Recorded data:
* begin *

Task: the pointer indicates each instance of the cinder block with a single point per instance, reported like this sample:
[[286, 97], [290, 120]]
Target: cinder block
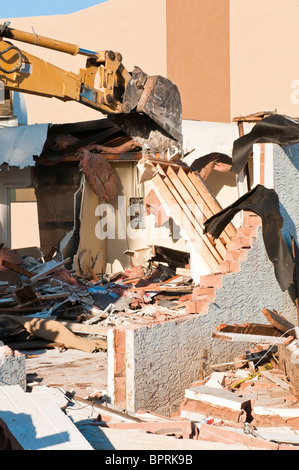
[[230, 266], [239, 243], [203, 293]]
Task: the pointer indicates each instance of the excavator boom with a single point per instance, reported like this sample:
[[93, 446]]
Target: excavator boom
[[147, 108]]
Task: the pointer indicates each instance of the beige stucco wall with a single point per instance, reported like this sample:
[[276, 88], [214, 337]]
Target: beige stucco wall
[[136, 28], [263, 56], [198, 57]]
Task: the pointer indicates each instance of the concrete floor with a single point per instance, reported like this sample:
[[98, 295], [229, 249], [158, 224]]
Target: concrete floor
[[85, 373]]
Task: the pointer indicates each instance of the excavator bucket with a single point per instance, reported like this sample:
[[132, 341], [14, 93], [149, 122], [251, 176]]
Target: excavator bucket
[[156, 121]]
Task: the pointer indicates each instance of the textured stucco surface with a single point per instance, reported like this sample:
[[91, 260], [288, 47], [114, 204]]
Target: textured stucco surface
[[169, 356], [166, 358]]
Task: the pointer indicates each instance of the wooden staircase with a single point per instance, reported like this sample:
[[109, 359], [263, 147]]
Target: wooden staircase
[[180, 190], [188, 201]]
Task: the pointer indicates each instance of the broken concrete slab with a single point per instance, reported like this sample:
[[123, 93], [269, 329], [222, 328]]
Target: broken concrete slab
[[34, 422]]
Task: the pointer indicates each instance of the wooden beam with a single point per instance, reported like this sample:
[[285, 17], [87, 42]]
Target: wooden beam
[[165, 194]]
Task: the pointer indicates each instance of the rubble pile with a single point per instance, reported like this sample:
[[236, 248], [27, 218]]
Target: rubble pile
[[248, 403], [47, 290]]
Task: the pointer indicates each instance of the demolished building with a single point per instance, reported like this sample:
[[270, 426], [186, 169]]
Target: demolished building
[[152, 258]]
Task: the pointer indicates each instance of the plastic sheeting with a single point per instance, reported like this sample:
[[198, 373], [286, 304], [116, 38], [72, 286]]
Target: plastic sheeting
[[265, 203]]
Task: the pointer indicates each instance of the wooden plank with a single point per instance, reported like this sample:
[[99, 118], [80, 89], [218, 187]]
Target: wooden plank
[[37, 422], [277, 380], [199, 198], [188, 201], [211, 201], [170, 201], [83, 328]]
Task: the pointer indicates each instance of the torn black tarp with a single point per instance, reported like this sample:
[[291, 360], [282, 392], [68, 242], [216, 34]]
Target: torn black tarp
[[276, 129], [265, 203]]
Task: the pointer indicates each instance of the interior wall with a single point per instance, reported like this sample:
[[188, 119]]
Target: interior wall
[[10, 177], [126, 237]]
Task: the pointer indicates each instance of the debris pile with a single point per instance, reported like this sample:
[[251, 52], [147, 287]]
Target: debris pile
[[46, 305]]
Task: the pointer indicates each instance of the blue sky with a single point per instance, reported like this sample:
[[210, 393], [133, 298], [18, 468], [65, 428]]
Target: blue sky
[[21, 8]]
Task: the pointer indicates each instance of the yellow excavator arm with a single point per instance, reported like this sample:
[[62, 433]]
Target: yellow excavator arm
[[147, 108]]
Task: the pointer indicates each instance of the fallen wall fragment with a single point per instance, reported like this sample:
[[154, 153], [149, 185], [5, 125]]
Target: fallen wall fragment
[[265, 203], [99, 173], [54, 331]]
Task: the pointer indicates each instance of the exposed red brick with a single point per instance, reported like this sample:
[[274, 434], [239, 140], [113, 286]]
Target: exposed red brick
[[230, 266], [220, 412], [211, 280], [197, 306], [202, 293]]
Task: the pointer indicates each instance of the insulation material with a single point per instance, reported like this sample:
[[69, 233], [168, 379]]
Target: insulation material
[[20, 144], [99, 173]]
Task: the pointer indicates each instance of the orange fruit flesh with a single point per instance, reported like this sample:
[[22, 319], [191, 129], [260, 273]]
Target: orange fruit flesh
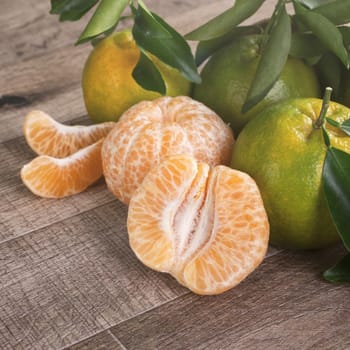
[[52, 177], [205, 226], [152, 130], [48, 137]]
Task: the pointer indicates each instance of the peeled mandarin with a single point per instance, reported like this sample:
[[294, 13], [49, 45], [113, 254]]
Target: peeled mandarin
[[151, 131], [206, 226]]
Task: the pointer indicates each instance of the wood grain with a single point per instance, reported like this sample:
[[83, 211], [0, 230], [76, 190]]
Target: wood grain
[[68, 278], [62, 283], [284, 304], [101, 341], [51, 81], [21, 211]]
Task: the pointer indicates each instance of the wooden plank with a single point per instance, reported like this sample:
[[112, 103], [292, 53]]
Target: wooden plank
[[34, 34], [66, 282], [21, 211], [51, 81], [285, 304], [101, 341]]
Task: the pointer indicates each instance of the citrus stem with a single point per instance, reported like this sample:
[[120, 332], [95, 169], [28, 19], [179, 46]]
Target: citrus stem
[[325, 104]]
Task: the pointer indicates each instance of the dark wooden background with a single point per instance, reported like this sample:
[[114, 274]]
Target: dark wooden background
[[68, 279]]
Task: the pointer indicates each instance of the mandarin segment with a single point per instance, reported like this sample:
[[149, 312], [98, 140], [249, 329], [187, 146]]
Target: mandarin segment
[[150, 237], [46, 136], [240, 235], [205, 226], [51, 177], [151, 131]]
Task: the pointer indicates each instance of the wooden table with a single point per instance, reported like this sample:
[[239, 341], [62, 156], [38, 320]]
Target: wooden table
[[68, 279]]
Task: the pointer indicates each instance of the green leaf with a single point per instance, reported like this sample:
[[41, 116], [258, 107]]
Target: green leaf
[[325, 136], [154, 35], [226, 21], [340, 272], [328, 34], [329, 71], [105, 17], [314, 3], [305, 45], [336, 187], [345, 32], [345, 126], [273, 58], [147, 75], [338, 11], [71, 10], [208, 47]]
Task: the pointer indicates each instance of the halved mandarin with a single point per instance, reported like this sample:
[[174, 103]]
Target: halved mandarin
[[206, 226], [46, 136], [150, 131], [52, 177]]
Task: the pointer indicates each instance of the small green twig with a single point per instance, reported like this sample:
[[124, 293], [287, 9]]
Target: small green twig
[[325, 104]]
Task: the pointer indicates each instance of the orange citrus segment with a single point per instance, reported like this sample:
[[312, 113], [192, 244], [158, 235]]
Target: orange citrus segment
[[48, 137], [151, 131], [239, 239], [206, 227], [150, 232], [52, 177]]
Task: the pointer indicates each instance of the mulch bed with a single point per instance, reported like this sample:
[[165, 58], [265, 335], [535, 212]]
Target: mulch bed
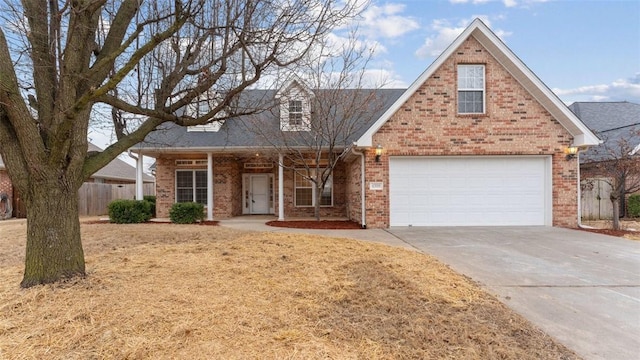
[[206, 222], [314, 224]]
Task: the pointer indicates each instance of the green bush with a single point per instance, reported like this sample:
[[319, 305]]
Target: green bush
[[186, 213], [633, 205], [129, 211], [152, 201]]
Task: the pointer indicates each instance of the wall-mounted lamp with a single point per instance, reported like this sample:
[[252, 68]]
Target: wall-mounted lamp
[[571, 152], [378, 152]]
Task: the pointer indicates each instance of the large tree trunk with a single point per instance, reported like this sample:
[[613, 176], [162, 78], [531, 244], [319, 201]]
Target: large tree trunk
[[615, 202], [316, 210], [54, 249]]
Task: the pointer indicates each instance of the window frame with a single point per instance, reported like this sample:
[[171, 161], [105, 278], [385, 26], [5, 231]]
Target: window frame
[[467, 90], [194, 186], [296, 108], [299, 173]]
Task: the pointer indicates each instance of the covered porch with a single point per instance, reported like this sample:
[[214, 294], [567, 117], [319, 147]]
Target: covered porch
[[235, 183]]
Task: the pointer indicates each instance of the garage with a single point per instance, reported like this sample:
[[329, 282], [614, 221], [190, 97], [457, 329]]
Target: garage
[[470, 191]]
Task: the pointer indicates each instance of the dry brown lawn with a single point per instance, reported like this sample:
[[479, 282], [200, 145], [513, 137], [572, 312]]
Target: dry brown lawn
[[206, 292]]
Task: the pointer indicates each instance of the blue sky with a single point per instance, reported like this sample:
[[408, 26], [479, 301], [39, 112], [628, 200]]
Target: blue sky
[[582, 50]]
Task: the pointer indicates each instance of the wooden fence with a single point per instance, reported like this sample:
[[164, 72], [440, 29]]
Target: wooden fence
[[93, 198], [596, 204]]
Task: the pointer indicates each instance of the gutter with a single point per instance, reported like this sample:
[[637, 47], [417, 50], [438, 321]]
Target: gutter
[[363, 219]]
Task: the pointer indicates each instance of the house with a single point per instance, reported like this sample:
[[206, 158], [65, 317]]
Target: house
[[477, 139], [618, 125], [115, 172]]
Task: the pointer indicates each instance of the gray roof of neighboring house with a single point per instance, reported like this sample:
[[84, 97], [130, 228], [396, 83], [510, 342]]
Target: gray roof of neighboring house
[[612, 122], [115, 170], [249, 131]]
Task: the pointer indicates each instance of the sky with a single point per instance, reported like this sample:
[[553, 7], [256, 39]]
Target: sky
[[582, 50]]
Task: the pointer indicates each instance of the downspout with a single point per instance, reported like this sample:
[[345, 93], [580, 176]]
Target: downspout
[[580, 196], [139, 172], [363, 219]]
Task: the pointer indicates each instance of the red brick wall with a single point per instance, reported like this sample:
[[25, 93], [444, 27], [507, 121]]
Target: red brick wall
[[339, 196], [514, 124], [354, 190]]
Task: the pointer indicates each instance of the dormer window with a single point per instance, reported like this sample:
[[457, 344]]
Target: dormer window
[[471, 89], [295, 113], [295, 106]]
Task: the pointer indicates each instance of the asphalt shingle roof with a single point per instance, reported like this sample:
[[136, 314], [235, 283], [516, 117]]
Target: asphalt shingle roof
[[240, 133]]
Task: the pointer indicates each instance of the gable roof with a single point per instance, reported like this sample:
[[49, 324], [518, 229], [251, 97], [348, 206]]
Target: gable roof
[[582, 136], [613, 122], [115, 170], [235, 134]]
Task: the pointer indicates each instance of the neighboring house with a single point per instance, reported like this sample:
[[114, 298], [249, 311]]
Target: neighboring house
[[618, 125], [115, 172], [477, 139]]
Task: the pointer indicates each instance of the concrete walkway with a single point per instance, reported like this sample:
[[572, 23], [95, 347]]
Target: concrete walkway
[[581, 288]]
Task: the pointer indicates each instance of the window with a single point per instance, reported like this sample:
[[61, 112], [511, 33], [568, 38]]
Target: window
[[305, 196], [191, 186], [295, 112], [470, 89]]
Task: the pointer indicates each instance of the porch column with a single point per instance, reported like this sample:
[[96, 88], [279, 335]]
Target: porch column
[[280, 187], [209, 186], [139, 181]]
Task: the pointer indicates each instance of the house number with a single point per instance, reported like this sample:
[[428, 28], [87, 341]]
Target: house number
[[376, 185]]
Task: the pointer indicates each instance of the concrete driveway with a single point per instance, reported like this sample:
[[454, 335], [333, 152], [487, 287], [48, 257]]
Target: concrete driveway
[[581, 288]]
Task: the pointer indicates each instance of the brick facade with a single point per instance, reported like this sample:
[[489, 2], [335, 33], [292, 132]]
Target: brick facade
[[514, 123], [5, 184]]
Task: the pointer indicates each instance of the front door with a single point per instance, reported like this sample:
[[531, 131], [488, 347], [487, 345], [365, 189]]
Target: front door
[[259, 194]]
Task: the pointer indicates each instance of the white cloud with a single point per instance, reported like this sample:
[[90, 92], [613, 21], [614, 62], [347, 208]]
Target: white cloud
[[387, 21], [446, 33], [618, 90], [506, 3]]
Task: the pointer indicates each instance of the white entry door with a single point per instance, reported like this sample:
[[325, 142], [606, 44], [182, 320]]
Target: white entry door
[[259, 194]]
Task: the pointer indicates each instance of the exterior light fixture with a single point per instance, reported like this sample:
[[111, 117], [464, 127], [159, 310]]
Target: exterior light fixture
[[378, 152], [571, 152]]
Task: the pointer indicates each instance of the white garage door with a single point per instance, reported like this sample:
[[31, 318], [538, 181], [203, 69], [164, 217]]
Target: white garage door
[[469, 191]]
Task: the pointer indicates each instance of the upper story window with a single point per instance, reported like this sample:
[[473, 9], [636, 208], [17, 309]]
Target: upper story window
[[295, 105], [471, 89], [295, 113]]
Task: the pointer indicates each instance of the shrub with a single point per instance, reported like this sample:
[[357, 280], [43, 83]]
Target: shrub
[[186, 213], [129, 211], [633, 205], [152, 201]]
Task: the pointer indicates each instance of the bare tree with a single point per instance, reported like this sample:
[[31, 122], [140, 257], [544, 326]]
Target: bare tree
[[343, 101], [619, 162], [62, 61]]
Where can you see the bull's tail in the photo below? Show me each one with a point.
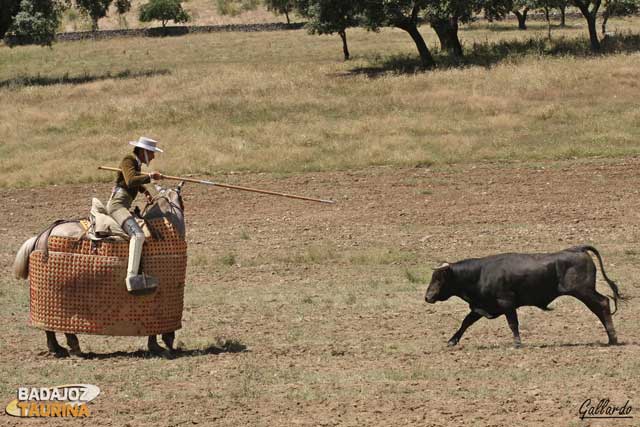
(614, 287)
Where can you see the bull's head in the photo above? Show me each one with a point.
(438, 289)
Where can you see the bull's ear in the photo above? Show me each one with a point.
(444, 266)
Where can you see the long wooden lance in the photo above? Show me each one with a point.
(233, 187)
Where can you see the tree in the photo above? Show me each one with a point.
(164, 11)
(444, 17)
(96, 9)
(8, 11)
(283, 7)
(618, 8)
(35, 23)
(330, 16)
(520, 8)
(589, 9)
(562, 5)
(403, 14)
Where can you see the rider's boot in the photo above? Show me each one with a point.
(137, 284)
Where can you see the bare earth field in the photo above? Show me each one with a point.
(304, 314)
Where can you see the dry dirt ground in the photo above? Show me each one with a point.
(305, 314)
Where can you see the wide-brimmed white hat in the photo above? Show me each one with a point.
(146, 143)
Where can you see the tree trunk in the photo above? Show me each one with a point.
(590, 16)
(593, 33)
(345, 48)
(423, 50)
(522, 18)
(447, 31)
(546, 16)
(605, 18)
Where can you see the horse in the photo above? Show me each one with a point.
(166, 204)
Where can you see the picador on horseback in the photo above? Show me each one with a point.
(129, 182)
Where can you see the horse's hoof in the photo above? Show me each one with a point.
(59, 353)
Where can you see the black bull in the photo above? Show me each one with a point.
(499, 284)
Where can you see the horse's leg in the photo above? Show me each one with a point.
(54, 347)
(168, 339)
(153, 345)
(74, 344)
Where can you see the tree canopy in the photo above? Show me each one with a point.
(35, 23)
(163, 11)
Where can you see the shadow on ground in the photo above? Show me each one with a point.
(489, 54)
(39, 80)
(224, 346)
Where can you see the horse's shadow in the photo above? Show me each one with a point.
(227, 346)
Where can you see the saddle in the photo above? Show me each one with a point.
(103, 227)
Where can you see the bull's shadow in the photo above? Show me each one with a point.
(65, 79)
(220, 347)
(526, 346)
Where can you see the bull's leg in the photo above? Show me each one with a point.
(168, 340)
(512, 319)
(471, 318)
(599, 305)
(74, 344)
(54, 347)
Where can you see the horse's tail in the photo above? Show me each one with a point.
(614, 287)
(21, 263)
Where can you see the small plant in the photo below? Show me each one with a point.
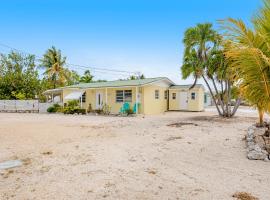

* end *

> [Exercise]:
Rewrite the lines from the one containing "Task: the pointer indicates each instance of the wood grain" through the one containing "81], [21, 211]]", replacing "wood grain" with "timber grain" and keeping everything else the same.

> [Task response]:
Task: the pointer indicates each instance of the timber grain with a single point per instance, reported like this sample:
[[83, 211], [0, 230], [76, 190]]
Target: timber grain
[[68, 278], [62, 283], [284, 304], [101, 341], [51, 81], [21, 211]]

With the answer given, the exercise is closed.